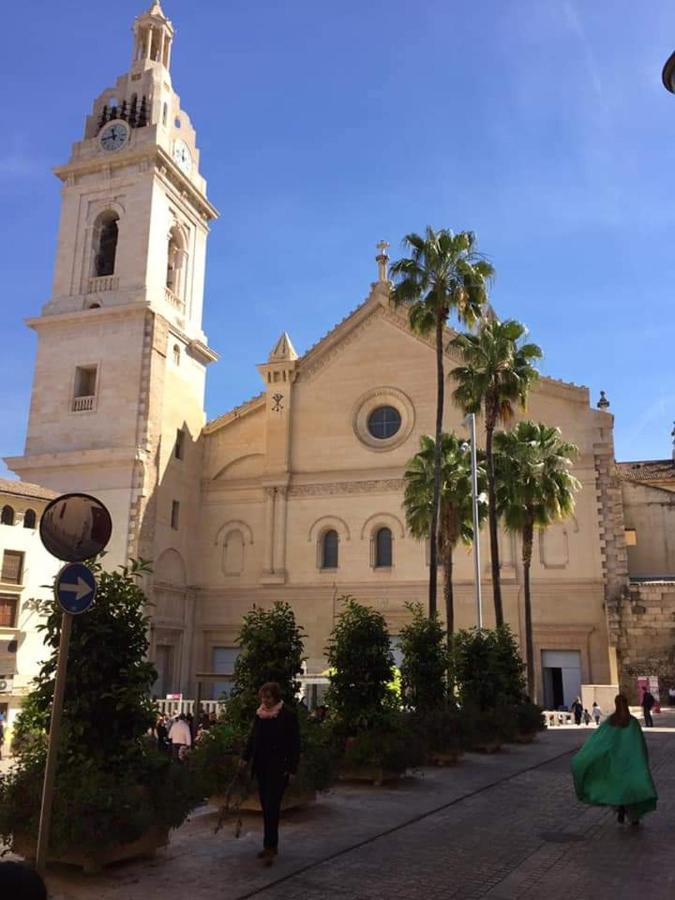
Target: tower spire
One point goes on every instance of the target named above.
(382, 260)
(153, 36)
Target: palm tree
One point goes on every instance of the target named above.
(456, 509)
(535, 488)
(497, 374)
(444, 273)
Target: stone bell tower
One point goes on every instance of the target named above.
(117, 402)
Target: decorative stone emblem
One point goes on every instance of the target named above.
(277, 404)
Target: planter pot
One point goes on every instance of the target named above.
(445, 758)
(374, 775)
(92, 861)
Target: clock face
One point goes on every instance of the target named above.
(114, 135)
(182, 156)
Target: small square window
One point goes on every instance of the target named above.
(8, 610)
(85, 381)
(179, 446)
(12, 567)
(84, 393)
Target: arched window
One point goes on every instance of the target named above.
(383, 555)
(233, 553)
(329, 549)
(175, 262)
(105, 243)
(7, 517)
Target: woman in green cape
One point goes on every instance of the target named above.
(612, 768)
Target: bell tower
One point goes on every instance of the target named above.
(118, 392)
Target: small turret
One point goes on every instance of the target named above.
(153, 35)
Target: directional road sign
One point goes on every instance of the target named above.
(75, 588)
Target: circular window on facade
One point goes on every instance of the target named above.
(383, 418)
(384, 422)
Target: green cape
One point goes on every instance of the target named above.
(612, 769)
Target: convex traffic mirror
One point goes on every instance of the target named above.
(75, 527)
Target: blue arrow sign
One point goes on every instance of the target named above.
(75, 588)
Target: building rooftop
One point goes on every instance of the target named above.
(26, 489)
(647, 470)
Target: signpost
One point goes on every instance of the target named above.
(73, 527)
(75, 588)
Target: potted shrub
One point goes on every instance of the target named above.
(372, 736)
(272, 647)
(116, 795)
(488, 674)
(424, 687)
(529, 719)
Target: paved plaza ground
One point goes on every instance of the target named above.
(502, 826)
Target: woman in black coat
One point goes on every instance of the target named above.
(273, 748)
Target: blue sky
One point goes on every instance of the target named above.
(542, 125)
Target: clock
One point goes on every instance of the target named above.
(114, 135)
(181, 154)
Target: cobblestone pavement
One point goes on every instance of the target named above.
(500, 827)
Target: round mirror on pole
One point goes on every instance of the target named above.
(75, 527)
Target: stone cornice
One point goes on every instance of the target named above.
(152, 153)
(107, 458)
(324, 489)
(104, 312)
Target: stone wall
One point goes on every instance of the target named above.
(642, 626)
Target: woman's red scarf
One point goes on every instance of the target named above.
(263, 713)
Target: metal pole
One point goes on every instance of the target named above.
(476, 533)
(53, 746)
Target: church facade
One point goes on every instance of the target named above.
(296, 494)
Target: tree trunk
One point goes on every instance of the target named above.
(492, 520)
(433, 531)
(447, 587)
(528, 534)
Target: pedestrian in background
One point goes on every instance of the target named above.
(612, 768)
(273, 749)
(648, 702)
(180, 737)
(578, 711)
(162, 734)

---------------

Write the listing above out again exactly, dropping each image.

Answer to the exercise:
Target: tower spire
One point goes on every instance of the target named above.
(382, 260)
(153, 36)
Target: palm tree
One point goes on every instance of the target named above.
(456, 509)
(535, 488)
(497, 374)
(444, 273)
Target: stone bell tower
One point goes on every instance of the target named above.
(117, 402)
Target: decorative stone emblem
One point goes on every instance of the target named above.
(277, 404)
Target: planter pot
One point goes on every instance of the target named above.
(445, 758)
(374, 775)
(92, 861)
Target: clock face
One point goes on every instance of the target named above.
(114, 135)
(182, 156)
Target: small square window
One point goes on every instance of the target named above.
(8, 610)
(85, 381)
(179, 446)
(12, 567)
(84, 393)
Target: arched window
One point goes on every instance of the target named above.
(383, 555)
(233, 553)
(329, 549)
(175, 262)
(105, 243)
(7, 517)
Target: woman in green cape
One point goes on every instance of the target named above.
(612, 768)
Target: bell tower
One point goes on every instance of the target named above.
(118, 392)
Target: small turret
One point goes on every instance of the target named above.
(153, 35)
Target: directional road sign
One point goes on every instance of the target named above.
(75, 588)
Target: circular window on facade
One point goes on every instance of the target named above.
(383, 418)
(384, 422)
Target: green cape
One point goes on every instance of the target named above.
(612, 769)
Target: convex traffic mirror
One point goes on every instance of the target named above.
(75, 527)
Target: blue arrow sign
One point goes on every instance of the target named above.
(75, 588)
Target: building rooftop
One point goes on every instance of the target named above.
(26, 489)
(647, 470)
Target: signpost
One point goes on every instance of the target named above.
(73, 527)
(75, 588)
Target: potted shrub
One point goes on every instance of the target named above.
(372, 736)
(272, 647)
(116, 795)
(488, 674)
(424, 687)
(529, 719)
Target: paved plaza ground
One point goes on every instance of the target named above.
(502, 826)
Target: woman in black coat
One point goes on every instance of the target named above.
(273, 748)
Target: blue sky
One point goes on every instance of the target named above.
(542, 125)
Target: clock
One point goes on every instance of the target named above.
(114, 135)
(181, 154)
Target: cobblestone pavement
One point goes on every instance of the target named above.
(500, 827)
Target: round mirror on pole
One point goes on every instance of the target named above.
(75, 527)
Target: stone cornice
One point goes on every instance of the target named above.
(152, 153)
(107, 458)
(324, 489)
(104, 312)
Target: stone wall
One point goes on every instance of the target named above.
(642, 626)
Target: woman's red scarf
One point goes on every instance of the target named above.
(263, 713)
Target: metal pole
One point goes on every instance of the target named above.
(476, 533)
(53, 746)
Target: church facade
One point goes on every instance of the target named above.
(296, 494)
Target: tree trunk
One point goes on every instance of the target named above.
(492, 520)
(433, 531)
(447, 587)
(528, 534)
Target: pedestrian in background
One point goes on every instance of the target named above.
(612, 768)
(273, 749)
(648, 702)
(180, 737)
(578, 711)
(162, 734)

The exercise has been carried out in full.